* _Request_
In the records below, start at the line containing "Note to the class: mark the turnout" and end with the line containing "Query: turnout jacket", including both. Rewrite only those lines as a Markdown table with the columns Row and Line, numbering each row and skipping blank lines.

* _Supplied data_
begin

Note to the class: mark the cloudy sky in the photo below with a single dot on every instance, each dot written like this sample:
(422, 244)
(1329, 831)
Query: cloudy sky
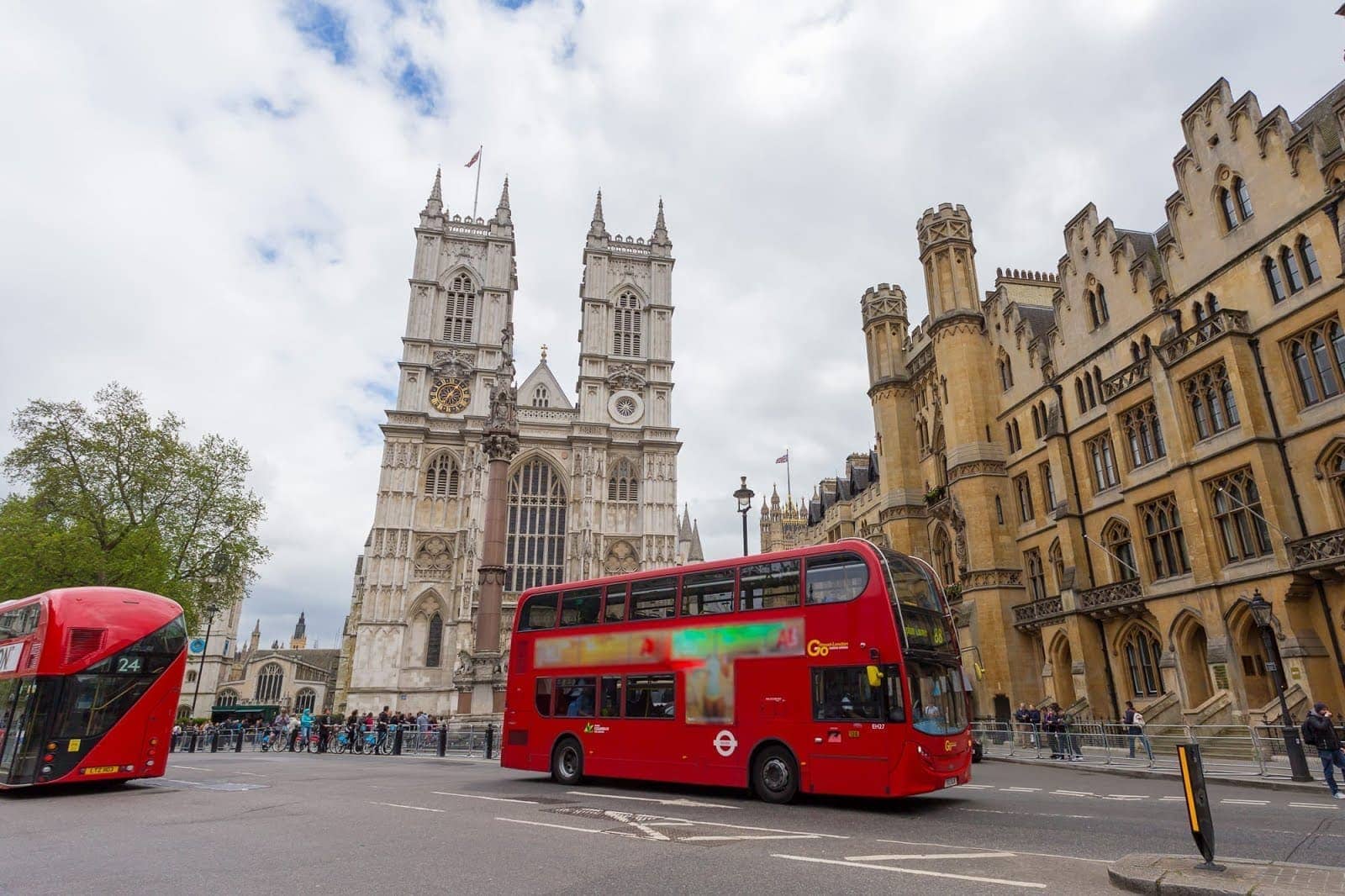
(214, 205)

end
begin

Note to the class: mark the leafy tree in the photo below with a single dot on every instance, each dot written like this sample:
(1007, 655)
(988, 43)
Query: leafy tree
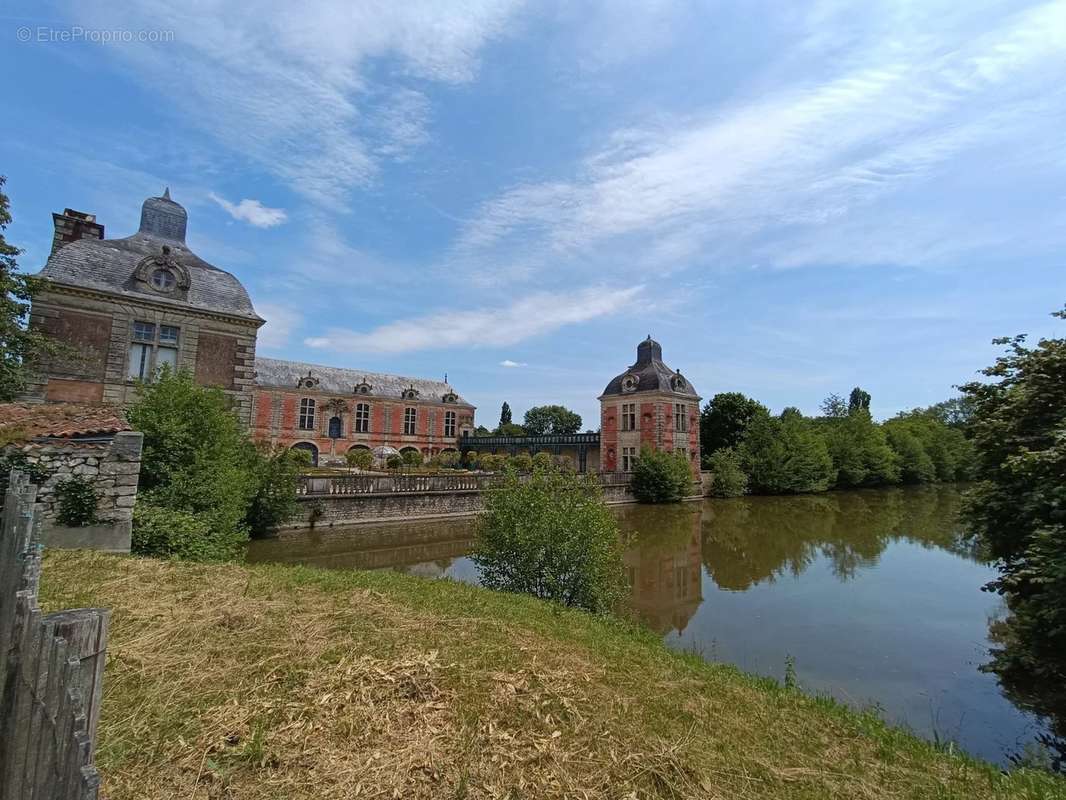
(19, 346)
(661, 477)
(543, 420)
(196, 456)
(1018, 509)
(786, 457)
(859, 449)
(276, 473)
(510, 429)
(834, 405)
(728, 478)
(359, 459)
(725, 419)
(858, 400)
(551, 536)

end
begin

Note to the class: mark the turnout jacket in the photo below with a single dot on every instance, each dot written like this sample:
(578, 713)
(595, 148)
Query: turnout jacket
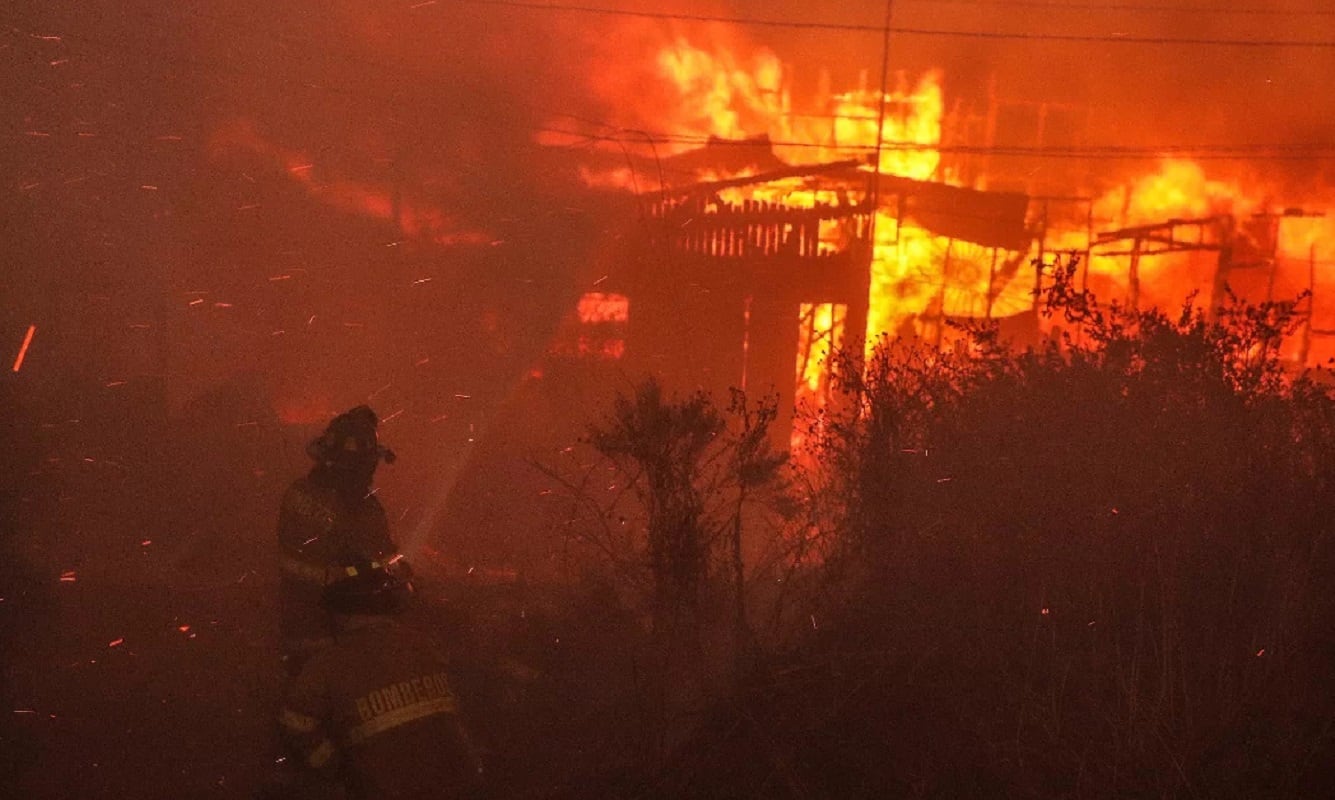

end

* _Answer to the task_
| Row | Line |
|---|---|
| 1 | Note to the class: mark the turnout jacket in the photo below with a single dot on every instance, each dot written like this sample: |
| 2 | (578, 713) |
| 3 | (595, 148) |
| 4 | Query: turnout jacket |